* WORK TO BE COMPLETED
Rewrite the records from the line containing "wristwatch. Carefully annotate each with a bounding box." through the end, inclusive, with "red sneaker" changed to "running shoe" and nothing else altered.

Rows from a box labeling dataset
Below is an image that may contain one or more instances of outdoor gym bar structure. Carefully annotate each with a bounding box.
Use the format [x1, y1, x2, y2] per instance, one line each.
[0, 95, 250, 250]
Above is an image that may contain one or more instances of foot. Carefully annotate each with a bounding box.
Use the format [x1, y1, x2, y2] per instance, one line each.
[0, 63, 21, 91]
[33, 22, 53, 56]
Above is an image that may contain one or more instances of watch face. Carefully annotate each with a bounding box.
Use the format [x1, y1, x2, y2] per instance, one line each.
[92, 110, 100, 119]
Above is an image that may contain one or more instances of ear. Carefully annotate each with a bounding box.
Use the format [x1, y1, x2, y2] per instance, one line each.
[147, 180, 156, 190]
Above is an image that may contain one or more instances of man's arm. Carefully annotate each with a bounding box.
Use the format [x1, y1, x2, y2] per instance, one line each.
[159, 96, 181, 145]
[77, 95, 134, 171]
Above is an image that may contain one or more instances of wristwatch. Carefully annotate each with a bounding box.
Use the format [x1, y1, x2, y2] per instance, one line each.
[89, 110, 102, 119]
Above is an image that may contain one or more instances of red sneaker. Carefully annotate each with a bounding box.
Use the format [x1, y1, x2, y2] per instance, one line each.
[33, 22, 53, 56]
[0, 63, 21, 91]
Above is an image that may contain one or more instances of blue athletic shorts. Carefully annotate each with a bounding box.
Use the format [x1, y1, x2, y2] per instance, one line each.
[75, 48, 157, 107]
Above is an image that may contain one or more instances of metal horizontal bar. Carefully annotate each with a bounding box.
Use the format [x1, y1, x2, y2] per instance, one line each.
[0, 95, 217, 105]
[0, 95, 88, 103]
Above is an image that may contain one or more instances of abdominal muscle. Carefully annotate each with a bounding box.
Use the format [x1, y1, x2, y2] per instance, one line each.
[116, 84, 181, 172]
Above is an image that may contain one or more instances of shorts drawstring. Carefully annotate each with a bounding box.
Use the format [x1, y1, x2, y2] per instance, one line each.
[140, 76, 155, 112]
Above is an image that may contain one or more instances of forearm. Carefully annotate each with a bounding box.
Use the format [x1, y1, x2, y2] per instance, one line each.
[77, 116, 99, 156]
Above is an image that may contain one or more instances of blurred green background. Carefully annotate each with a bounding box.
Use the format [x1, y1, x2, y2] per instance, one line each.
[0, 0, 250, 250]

* SOLUTION
Above is an image that may contain one or more instances of wristwatch. Carefully annotate each with a bounding box.
Use the format [x1, y1, x2, y2] per instance, one line each.
[89, 110, 102, 119]
Above is an image that may contain one or more instances of running shoe. Carefully annotate each with a bounding box.
Use the format [x1, y1, x2, y2] per instance, one line each.
[33, 22, 53, 56]
[0, 63, 21, 91]
Above is an image that may contain one or more instances of blue athletic shorts. Carefully annotate each with a bounding box.
Use the format [x1, y1, x2, y2] per instance, one line each.
[75, 48, 157, 107]
Above is an image that may contain one or more instances of metal horizontal bar. Carefully annotate each with a bounding box.
Use the format [x1, y1, x2, y2] per instance, one line each.
[0, 95, 217, 105]
[0, 95, 88, 103]
Above is an image that may contain one or more instances of abdominal muscle. Carefully annotate each with a bounding box.
Use the format [x1, y1, x2, y2] per instance, one line each.
[116, 84, 181, 172]
Above is an image that may contain one or more instances of shorts drawstring. Carefully annotate each with a bounding box.
Use the format [x1, y1, x2, y2] per instance, one line each.
[140, 76, 155, 112]
Above is an image that may contain one or more instances of forearm. Carefully annotate each with a bounding box.
Use the format [x1, y1, x2, y2] per instance, one line each.
[77, 116, 99, 156]
Above is an image that may contain one or more instances of blurred green background. Carefully annotate each with a bounding box.
Use the format [x1, y1, x2, y2] per instance, one line each.
[0, 0, 250, 250]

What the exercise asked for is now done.